▶ [WORK REQUIRED]:
Turn the lines from the one containing "In this exercise you will annotate the apple" through the end of the records into a JSON list of strings, with one string per line and blank lines dropped. Leave the pictures out of the answer.

▶ [Object point labels]:
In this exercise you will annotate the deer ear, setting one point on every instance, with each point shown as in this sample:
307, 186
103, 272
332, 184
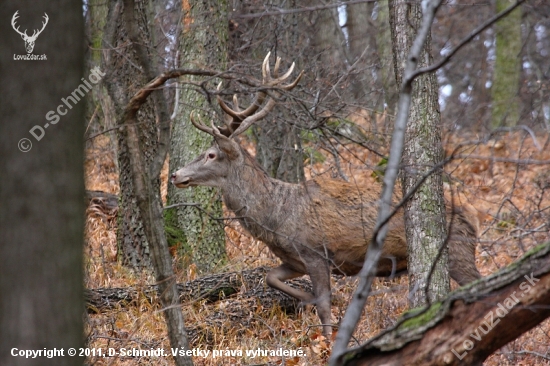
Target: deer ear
228, 146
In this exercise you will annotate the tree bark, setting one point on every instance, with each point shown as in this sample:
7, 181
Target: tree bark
146, 153
203, 43
122, 81
425, 224
470, 324
41, 190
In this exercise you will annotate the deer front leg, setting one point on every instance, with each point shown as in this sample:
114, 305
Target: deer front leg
319, 272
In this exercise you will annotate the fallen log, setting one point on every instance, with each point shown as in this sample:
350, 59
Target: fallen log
470, 324
247, 283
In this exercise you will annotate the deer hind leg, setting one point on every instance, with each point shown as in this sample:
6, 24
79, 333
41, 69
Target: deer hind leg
276, 277
319, 272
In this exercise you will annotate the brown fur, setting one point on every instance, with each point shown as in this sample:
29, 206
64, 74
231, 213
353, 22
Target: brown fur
316, 227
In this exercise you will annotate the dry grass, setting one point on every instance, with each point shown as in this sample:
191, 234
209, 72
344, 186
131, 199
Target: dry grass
507, 196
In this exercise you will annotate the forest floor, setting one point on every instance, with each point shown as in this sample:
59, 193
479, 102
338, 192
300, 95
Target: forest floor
502, 178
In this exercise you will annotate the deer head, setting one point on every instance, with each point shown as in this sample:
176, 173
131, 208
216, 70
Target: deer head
212, 167
29, 40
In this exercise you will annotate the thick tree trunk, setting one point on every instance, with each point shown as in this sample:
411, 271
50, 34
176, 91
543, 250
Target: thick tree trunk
203, 44
470, 324
425, 224
41, 209
143, 140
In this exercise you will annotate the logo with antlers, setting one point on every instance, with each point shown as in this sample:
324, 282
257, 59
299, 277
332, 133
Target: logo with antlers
29, 40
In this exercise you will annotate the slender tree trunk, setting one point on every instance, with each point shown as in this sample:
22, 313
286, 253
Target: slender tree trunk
41, 190
203, 43
505, 111
123, 80
143, 140
384, 47
425, 224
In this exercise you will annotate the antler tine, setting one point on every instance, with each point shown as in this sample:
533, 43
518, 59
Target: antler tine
236, 103
276, 69
249, 121
200, 125
237, 114
294, 83
242, 120
266, 73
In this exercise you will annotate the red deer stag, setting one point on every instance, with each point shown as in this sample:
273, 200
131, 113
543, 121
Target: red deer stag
313, 227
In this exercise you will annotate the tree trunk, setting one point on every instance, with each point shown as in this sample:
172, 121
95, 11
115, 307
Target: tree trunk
279, 146
41, 190
143, 139
425, 211
203, 44
505, 111
386, 69
470, 324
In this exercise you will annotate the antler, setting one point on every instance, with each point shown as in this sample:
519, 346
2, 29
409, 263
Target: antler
214, 131
24, 34
242, 120
13, 19
37, 32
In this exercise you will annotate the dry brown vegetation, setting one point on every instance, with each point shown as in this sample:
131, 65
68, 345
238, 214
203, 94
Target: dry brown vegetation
511, 195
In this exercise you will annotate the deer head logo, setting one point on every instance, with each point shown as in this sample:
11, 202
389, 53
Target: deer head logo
29, 40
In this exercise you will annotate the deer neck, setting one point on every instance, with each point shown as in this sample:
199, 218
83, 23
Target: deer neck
253, 194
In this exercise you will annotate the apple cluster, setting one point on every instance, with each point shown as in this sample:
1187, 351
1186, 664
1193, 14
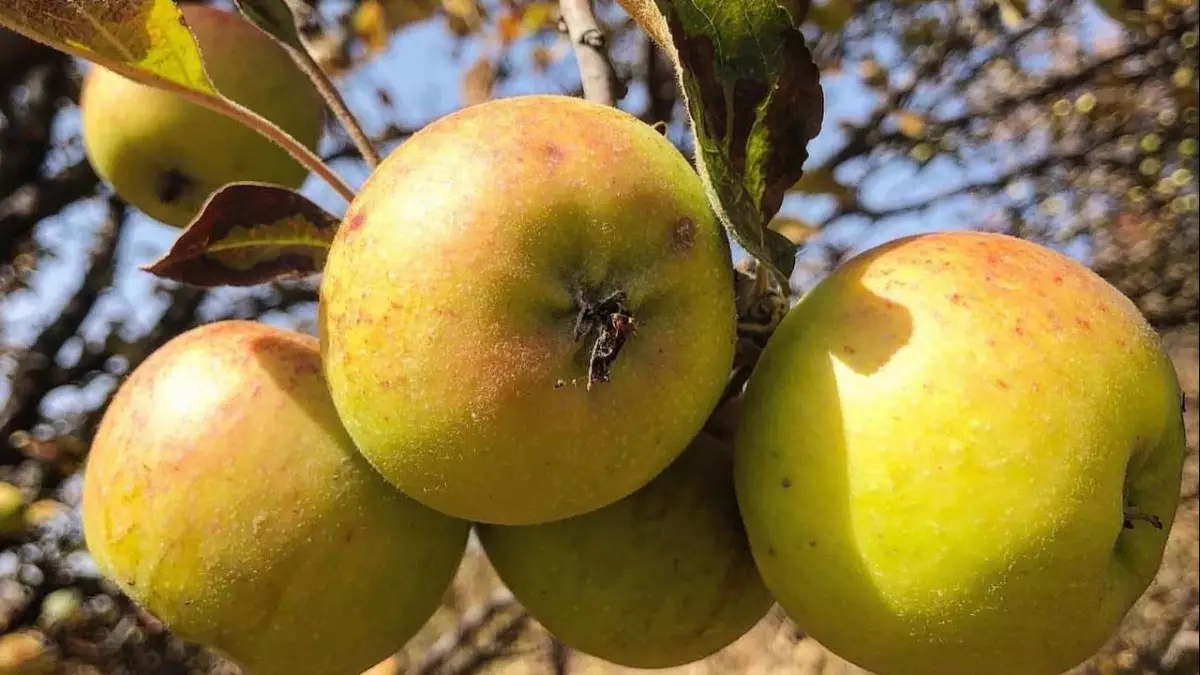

▶ [FINAL RESULT]:
[
  "In this exercise you will annotate the apple cluster, setting one point on every instance, with each point shown as in this sample:",
  "1187, 351",
  "1186, 664",
  "1193, 14"
]